╔══
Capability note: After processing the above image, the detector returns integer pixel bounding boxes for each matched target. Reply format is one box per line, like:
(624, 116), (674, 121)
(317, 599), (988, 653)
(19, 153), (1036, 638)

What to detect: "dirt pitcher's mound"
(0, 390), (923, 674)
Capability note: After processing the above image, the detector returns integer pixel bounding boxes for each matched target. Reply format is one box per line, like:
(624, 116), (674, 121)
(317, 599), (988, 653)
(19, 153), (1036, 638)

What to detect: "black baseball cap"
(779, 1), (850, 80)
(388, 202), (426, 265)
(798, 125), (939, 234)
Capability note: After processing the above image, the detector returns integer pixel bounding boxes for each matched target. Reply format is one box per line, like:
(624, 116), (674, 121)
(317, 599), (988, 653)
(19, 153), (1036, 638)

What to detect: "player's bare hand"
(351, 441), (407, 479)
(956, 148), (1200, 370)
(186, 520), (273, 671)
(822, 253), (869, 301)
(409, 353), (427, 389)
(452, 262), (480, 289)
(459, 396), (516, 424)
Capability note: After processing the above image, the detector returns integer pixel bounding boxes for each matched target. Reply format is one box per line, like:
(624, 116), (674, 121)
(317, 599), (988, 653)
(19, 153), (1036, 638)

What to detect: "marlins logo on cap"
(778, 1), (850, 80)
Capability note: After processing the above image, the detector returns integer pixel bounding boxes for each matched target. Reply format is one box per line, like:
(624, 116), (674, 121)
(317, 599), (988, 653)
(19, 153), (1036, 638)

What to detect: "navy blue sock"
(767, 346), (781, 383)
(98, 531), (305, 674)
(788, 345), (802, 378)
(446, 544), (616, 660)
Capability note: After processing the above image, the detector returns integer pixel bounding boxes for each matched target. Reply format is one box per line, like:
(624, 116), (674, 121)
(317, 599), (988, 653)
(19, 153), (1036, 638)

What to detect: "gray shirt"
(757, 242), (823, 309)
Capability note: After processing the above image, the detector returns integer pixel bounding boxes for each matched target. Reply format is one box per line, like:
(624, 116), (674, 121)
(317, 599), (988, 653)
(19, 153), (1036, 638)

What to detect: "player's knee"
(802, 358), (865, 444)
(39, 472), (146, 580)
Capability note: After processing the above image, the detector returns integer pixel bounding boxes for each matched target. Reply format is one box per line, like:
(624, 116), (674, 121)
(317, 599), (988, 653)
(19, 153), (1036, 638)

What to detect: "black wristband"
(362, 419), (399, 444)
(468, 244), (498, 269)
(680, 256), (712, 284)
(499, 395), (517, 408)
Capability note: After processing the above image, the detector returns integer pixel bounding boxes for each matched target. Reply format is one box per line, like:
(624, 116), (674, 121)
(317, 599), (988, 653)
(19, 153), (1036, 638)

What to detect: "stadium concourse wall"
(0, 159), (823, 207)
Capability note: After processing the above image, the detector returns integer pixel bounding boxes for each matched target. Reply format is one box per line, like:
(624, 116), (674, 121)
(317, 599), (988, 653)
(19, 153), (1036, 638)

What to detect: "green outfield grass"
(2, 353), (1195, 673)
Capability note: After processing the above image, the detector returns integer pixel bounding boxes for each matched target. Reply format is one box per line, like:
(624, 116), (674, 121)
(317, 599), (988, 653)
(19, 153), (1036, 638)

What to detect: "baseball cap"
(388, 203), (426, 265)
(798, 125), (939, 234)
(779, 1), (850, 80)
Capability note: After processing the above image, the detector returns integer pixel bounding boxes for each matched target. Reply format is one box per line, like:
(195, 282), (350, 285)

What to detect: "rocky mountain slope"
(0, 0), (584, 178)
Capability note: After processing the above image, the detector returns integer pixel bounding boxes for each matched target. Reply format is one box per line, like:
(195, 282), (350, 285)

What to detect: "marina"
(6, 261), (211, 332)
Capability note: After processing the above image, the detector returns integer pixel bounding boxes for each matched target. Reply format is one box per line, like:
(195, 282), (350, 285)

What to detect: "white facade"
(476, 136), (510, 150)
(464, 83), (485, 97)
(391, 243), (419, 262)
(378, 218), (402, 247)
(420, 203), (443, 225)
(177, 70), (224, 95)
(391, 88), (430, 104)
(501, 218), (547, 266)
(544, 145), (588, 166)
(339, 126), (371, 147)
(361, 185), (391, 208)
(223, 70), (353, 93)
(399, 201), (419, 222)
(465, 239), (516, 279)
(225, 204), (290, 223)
╚══
§ WHAT YOU NEED TO DO:
Set down the data exactly.

§ WRITTEN SOLUTION:
Capability note: After processing the above image, the detector returns integer pixel bounding boxes for each matched target. Reply format is one box per line, like:
(624, 116), (674, 121)
(317, 599), (988, 653)
(19, 153), (1036, 638)

What to detect: "dirt pitcher's mound"
(0, 390), (923, 674)
Capability note: After processing the above image, the detector returns integer pixel bounding boxes for each matched target. Reply format is one box per line, like:
(624, 116), (674, 121)
(317, 599), (988, 653)
(19, 153), (1036, 638)

What to detect: "black baseball cap"
(779, 1), (850, 80)
(388, 202), (426, 265)
(798, 125), (939, 234)
Capability note: After processing the above image, the detector returns integer pixel bounding boxes for each matched target. Reply format is one box per line, like:
(624, 116), (674, 121)
(317, 599), (988, 653)
(19, 153), (1036, 638)

What to detect: "player's bare hand"
(351, 441), (407, 479)
(956, 148), (1200, 370)
(186, 520), (273, 671)
(822, 253), (869, 301)
(409, 353), (427, 389)
(452, 262), (480, 289)
(459, 396), (516, 424)
Capability note: After processing the above image, the detector returns integer pixel bounding boxes for each matched target. Reply format is one box per line, like:
(624, 116), (674, 121)
(317, 599), (988, 653)
(19, 153), (1036, 638)

What to detect: "marlins logo on cap"
(778, 1), (850, 80)
Capability note: After processing the above image, the detector returns integer pixel bounding boxes for each matched target. Reply format is one box per line, like:
(624, 116), (674, 121)
(317, 599), (988, 653)
(19, 153), (1036, 638)

What to detect: "navy blue sock"
(767, 346), (781, 383)
(98, 531), (305, 674)
(788, 345), (802, 378)
(446, 544), (616, 660)
Capability note: After processing the above image, the detector returns integer pixel bounding boxes for each matched target. Reply format is one box per line, like:
(624, 116), (674, 121)
(317, 599), (988, 653)
(19, 153), (1036, 638)

What to detect: "gray shirt"
(757, 242), (823, 309)
Capability note: After processing the above image, the detector returns integer pixel bounding boxes for each matched target. Reply format is one box per line, like:
(624, 116), (674, 121)
(317, 599), (988, 653)
(19, 153), (1036, 638)

What to detect: "player's knee"
(802, 358), (865, 444)
(39, 472), (146, 580)
Capability note: After processing the above image, the detector returns integer pixel bounding boxes for each matched target. Reply format is one box per line, like:
(624, 116), (674, 121)
(317, 599), (988, 653)
(19, 153), (1036, 638)

What to detect: "black wristband"
(362, 419), (399, 444)
(468, 244), (498, 269)
(680, 256), (712, 284)
(499, 395), (517, 408)
Capability note: After processing the above image, the detector returns integer pixel bounding boxes for each matched target. Reply format is one box per line, like:
(624, 116), (674, 121)
(317, 599), (988, 653)
(19, 153), (1036, 638)

What to detect: "stadium concourse wall"
(0, 159), (823, 207)
Capability note: After processing the above image, the detector returns integer pixel bounding boxes for each matched target. Reply format is one box per line, like:
(624, 116), (674, 121)
(317, 599), (988, 653)
(19, 153), (1036, 638)

What to detect: "green outfield grass"
(2, 353), (1195, 673)
Capability note: After processing the above image, the detector returns integer pixel bounding boxes for each matched target. Reply format is one box per line, like:
(624, 116), (674, 121)
(317, 599), (988, 653)
(19, 153), (1036, 638)

What to detect: "baseball cap"
(388, 203), (426, 265)
(798, 125), (939, 234)
(779, 1), (850, 80)
Capability note: After processing the above image, the detector returns integer pixel bounding boxes for each matched target. Reply format is one box per line, like:
(195, 282), (350, 285)

What to detect: "rocky mountain slope"
(0, 0), (584, 178)
Capability note: After processing the above image, the detector returns integer pixel bounding boxes for each matched target. Reply format is one box per line, like:
(195, 282), (350, 285)

What to detect: "marina"
(6, 261), (211, 332)
Capability note: After processing the above image, the detector returns integer pixel bounding boxes for each matched target. Reply format is one box per line, like:
(195, 282), (350, 285)

What to detect: "white facade"
(476, 136), (510, 150)
(464, 83), (485, 97)
(391, 243), (419, 262)
(378, 218), (402, 247)
(420, 203), (443, 225)
(177, 70), (224, 95)
(391, 88), (430, 104)
(501, 218), (547, 266)
(544, 145), (588, 166)
(339, 126), (371, 147)
(361, 185), (391, 208)
(223, 70), (353, 93)
(399, 201), (419, 222)
(465, 239), (516, 279)
(225, 204), (290, 223)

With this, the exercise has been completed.